__REQUEST__. Repeat the listing that follows, character for character, minus the pictures.

Coordinate annotation records:
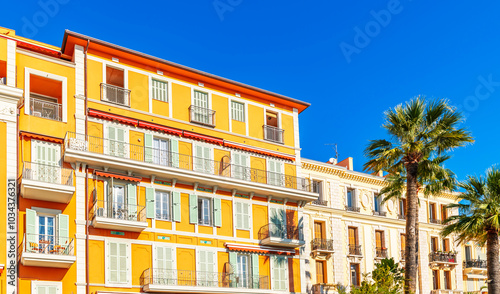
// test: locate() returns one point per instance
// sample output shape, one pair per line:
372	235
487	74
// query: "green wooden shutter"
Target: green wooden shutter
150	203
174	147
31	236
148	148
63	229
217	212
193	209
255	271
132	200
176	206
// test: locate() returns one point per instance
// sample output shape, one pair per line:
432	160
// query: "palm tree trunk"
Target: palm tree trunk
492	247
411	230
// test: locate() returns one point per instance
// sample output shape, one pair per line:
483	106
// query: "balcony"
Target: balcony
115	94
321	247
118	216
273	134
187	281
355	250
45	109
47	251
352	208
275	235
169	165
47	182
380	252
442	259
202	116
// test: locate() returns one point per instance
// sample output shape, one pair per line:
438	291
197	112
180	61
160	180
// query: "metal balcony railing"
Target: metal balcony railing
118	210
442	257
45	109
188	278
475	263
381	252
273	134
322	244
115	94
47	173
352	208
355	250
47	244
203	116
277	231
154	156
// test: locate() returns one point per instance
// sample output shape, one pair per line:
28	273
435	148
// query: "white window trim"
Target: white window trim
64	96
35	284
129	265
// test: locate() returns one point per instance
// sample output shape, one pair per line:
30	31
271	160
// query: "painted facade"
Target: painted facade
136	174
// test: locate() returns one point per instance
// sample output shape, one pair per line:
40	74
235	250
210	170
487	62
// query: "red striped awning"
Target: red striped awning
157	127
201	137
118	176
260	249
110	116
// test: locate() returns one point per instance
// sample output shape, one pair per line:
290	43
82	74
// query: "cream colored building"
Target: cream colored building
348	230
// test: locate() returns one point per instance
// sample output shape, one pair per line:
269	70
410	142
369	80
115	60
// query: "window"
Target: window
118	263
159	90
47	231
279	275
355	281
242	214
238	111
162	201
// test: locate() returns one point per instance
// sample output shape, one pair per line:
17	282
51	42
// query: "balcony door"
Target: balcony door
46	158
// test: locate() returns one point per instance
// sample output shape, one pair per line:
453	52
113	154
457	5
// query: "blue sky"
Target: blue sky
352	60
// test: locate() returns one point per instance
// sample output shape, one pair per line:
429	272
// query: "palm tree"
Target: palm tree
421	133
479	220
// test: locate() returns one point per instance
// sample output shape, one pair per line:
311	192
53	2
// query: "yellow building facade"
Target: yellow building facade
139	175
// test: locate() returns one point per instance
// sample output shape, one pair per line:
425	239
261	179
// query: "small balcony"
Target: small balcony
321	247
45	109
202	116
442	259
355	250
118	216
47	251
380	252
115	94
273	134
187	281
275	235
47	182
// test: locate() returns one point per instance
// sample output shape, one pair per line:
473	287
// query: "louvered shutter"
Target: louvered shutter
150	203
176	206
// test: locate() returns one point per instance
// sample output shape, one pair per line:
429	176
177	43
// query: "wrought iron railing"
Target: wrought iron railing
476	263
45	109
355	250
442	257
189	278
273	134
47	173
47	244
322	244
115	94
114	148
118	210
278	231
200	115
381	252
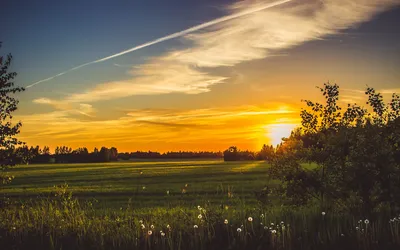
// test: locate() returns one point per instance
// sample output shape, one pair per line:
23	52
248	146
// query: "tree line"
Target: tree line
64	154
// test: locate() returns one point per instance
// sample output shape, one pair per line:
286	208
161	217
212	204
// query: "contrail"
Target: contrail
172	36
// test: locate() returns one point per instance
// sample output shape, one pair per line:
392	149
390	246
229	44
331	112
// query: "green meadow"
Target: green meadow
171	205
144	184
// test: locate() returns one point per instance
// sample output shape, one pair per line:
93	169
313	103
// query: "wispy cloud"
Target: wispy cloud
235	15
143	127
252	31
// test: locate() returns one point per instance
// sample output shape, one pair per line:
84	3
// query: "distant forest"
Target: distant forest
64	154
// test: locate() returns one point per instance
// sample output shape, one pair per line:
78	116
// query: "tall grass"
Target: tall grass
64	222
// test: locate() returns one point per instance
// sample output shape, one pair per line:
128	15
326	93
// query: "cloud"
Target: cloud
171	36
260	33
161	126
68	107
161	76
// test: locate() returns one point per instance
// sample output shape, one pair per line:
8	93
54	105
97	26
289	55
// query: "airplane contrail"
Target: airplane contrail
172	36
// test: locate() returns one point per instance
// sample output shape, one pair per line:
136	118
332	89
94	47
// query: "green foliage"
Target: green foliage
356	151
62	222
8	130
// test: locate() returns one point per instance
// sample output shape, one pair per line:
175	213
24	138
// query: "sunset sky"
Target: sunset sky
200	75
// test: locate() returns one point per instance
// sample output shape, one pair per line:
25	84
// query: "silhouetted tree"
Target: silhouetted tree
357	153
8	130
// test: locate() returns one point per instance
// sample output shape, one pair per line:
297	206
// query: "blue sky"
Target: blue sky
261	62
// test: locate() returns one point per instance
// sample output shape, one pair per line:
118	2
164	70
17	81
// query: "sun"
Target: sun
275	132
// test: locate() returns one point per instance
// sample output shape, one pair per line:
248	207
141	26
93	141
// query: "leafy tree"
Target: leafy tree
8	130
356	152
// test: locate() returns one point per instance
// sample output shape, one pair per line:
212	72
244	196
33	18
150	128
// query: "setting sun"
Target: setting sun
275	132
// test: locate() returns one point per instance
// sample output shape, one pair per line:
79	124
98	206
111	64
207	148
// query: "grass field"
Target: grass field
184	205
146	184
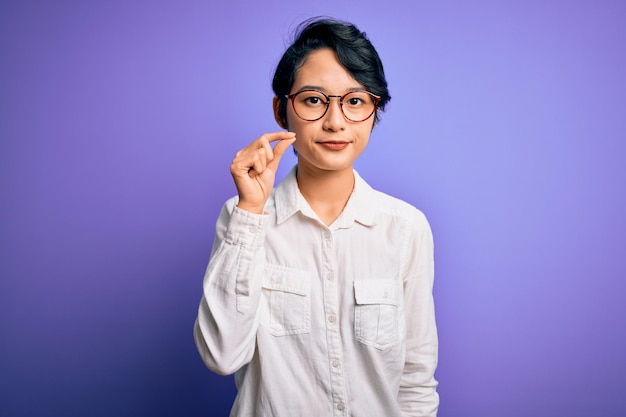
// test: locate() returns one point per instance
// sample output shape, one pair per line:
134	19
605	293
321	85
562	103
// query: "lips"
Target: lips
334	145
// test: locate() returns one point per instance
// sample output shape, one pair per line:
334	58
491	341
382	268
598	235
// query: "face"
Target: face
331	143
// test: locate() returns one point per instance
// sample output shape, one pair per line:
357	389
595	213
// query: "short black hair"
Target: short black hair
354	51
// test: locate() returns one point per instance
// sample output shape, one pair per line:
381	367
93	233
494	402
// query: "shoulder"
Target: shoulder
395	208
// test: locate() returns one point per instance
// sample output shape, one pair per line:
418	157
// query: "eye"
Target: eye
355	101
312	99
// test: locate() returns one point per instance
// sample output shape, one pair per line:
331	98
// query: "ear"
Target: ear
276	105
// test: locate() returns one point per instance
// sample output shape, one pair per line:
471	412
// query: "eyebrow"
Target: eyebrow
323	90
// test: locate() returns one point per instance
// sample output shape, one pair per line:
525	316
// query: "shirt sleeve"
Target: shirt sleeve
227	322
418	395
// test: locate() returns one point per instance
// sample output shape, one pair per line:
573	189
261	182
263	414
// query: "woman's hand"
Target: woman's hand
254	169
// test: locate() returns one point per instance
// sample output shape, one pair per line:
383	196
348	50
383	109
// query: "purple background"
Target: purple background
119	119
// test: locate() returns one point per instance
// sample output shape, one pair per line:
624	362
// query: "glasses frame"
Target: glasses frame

__ANSWER TO THE TASK__.
// test: locate() returns one point per instance
// sample output shape, one pair per line:
372	235
487	74
// query: "green wooden shutter"
Target: green wooden shutter
150	203
174	147
31	236
148	148
63	229
217	212
193	209
255	271
132	200
176	206
// test: locate() returns one point per instance
// sample output shape, one pair per line:
432	160
// query: "palm tree trunk"
Target: palm tree trunk
492	247
411	230
// test: locate() returns one point per instance
// sample output shape, one pair per line:
483	106
// query: "balcony"
Target: balcony
115	94
321	247
118	216
273	134
187	281
355	250
45	109
47	251
352	208
275	235
169	165
47	182
380	252
442	259
202	116
// test: locate() returns one point per instance
// sample output shape, one pair per line:
438	291
197	112
180	61
160	180
// query: "metal balcony railing"
Target: metal balcony railing
118	210
442	257
45	109
188	278
475	263
381	252
273	134
322	244
115	94
47	173
352	208
355	250
47	244
203	116
277	231
154	156
// test: locate() returns one point per instance
// sample output shape, one pair per line:
28	273
435	148
// query: "white window trim"
Target: white window trim
64	96
35	284
129	265
// test: locate() returns one point per instance
// sample output shape, one pair per line:
30	31
271	160
// query: "painted facade"
Target: painted facade
136	174
// test: locate() returns one point per instance
// sample output shape, one pair per line:
40	74
235	250
210	170
487	62
// query: "red striped awning"
Target: red striped awning
157	127
201	137
118	176
260	249
110	116
// test: locate() returns one point per instance
// sample output shape, one pair per line:
290	43
82	74
// query: "cream colored building"
Target: cream colored building
348	230
// test: locate() returns one point per instance
// sample output shape, one pair per line:
269	70
410	142
369	80
115	60
// query: "window"
Target: window
118	263
159	90
47	231
279	275
355	281
242	214
238	111
162	201
// test: locate() returns one point per instance
// sample output shape, one pair per line:
17	282
51	42
// query: "balcony door"
Target: balcony door
46	158
// test: locate() returns one point per instance
// sample output shape, one pair per line:
453	52
113	154
457	5
// query: "blue sky"
Target: blue sky
352	60
// test: locate() returns one point per instance
// sample output shape, one pair per line:
429	272
// query: "palm tree"
Target: palm tree
421	133
479	220
// test: locate() returns one point per instance
// sample output shape, one pair per line:
311	192
53	2
// query: "yellow building facade"
Target: yellow building facade
139	175
// test: locate() returns one point per instance
// sample output shape, one pair per line:
425	239
261	179
// query: "small balcony"
Target: small balcony
321	247
45	109
202	116
442	259
355	250
118	216
47	251
380	252
115	94
273	134
187	281
275	235
47	182
// test: locate() returns one point per instance
// sample output shape, one pair per line:
473	287
// query: "louvered shutter"
Target: louvered shutter
150	203
176	206
// test: locate() returns one point per instance
// sample output shape, one pair per line:
429	176
177	43
// query: "wrought iron railing"
Target: wrought iron railing
476	263
45	109
355	250
442	257
189	278
273	134
47	173
47	244
322	244
115	94
114	148
118	210
278	231
200	115
381	252
// test: locate() returns one point per instance
// sample output shape, one pair per line:
23	52
248	146
// query: "tree line"
Target: tree line
64	154
// test: locate() returns one point per instance
// sample output shape, one pair per line:
286	208
161	217
212	204
// query: "contrail"
Target: contrail
172	36
// test: locate() returns one point per instance
// sample output shape, one pair per line:
392	149
390	246
229	44
331	112
// query: "green meadow"
Target: green meadow
171	205
144	184
// test: locate() returns one point per instance
// sample output shape, one pair per line:
93	169
313	103
// query: "wispy cloud"
Target: wispy cloud
235	15
143	127
252	31
// test: locate() returns one point per instance
// sample output shape, one pair per line:
84	3
// query: "distant forest"
Target: distant forest
64	154
// test: locate() returns one point per instance
// sample output shape, one pair per line:
78	116
// query: "tall grass"
Target: tall grass
64	222
// test: locate() returns one point per instance
// sample output shape, one pair per line:
128	15
326	93
// query: "cloud"
Target: cloud
171	36
260	33
161	126
68	107
161	76
// test: locate() returns one point per instance
// sample output shape, one pair per line:
8	93
54	105
97	26
289	55
// query: "airplane contrail"
Target: airplane contrail
172	36
// test: locate() returns one point per instance
// sample output shape, one pair per line:
136	118
332	89
94	47
// query: "green foliage"
Target: green foliage
356	151
62	222
8	130
// test: locate() returns one point per instance
// sample output shape, one pair per line:
175	213
24	138
// query: "sunset sky"
Target: sunset sky
200	75
// test: locate() returns one point per instance
// sample output shape, one pair per line:
25	84
// query: "silhouetted tree"
Target: silhouetted tree
357	153
8	130
// test: locate() returns one point per instance
// sample output shape, one pair per line:
297	206
// query: "blue sky"
Target: blue sky
261	62
// test: locate() returns one point per instance
// sample output shape, one pair per line:
118	2
164	70
17	81
// query: "sun"
Target: sun
275	132
// test: locate() returns one point per instance
// sample output shape, one pair per line:
248	207
141	26
93	141
// query: "leafy tree"
Target: leafy tree
8	130
356	152
// test: locate() returns one point per instance
// sample output shape, one pair per line:
212	72
244	196
33	18
150	128
// query: "setting sun"
Target: setting sun
275	132
// test: locate() returns one point per instance
// sample output shape, one pair per line:
79	124
98	206
111	64
207	148
// query: "grass field"
Target: grass field
184	205
146	184
// test: locate() returns one point per instance
// sample output shape, one pair per line:
134	19
605	293
321	85
562	103
// query: "lips"
Target: lips
334	145
// test: locate() returns one point per instance
// sample output shape, one pair per line:
334	58
491	341
382	268
598	235
// query: "face"
Target: face
331	143
// test: locate() returns one point per instance
// sample output shape, one pair per line:
357	389
595	213
// query: "short black hair"
Target: short black hair
354	51
// test: locate() returns one point per instance
// sample output shape, one pair per line:
381	367
93	233
494	402
// query: "shoulder"
Target: shoulder
395	208
// test: locate() returns one point per instance
// sample output shape, one pair per line:
418	157
// query: "eye"
Target: eye
355	101
312	99
// test: locate() returns one point per instance
// sample output shape, one pair per line:
331	98
// query: "ear"
Target: ear
276	105
// test: locate() returns one point per instance
// sample output shape, one pair per line:
471	412
// query: "eyebrow"
Target: eyebrow
323	90
// test: locate() returns one point per instance
// sample output shape, one pair per line:
525	316
// query: "shirt sleeve"
Target: shirt sleeve
227	322
418	395
// test: locate() returns one point per instance
// sample output shape, one pair per line:
573	189
261	182
263	414
// query: "woman's hand"
Target: woman's hand
254	169
// test: locate() returns one point per instance
// sample output shape, one pair per line:
383	196
348	50
383	109
// query: "purple background"
Target: purple background
119	119
// test: locate() returns one point per instance
// sample output shape, one pair per line:
624	362
// query: "glasses frame"
Target: glasses frame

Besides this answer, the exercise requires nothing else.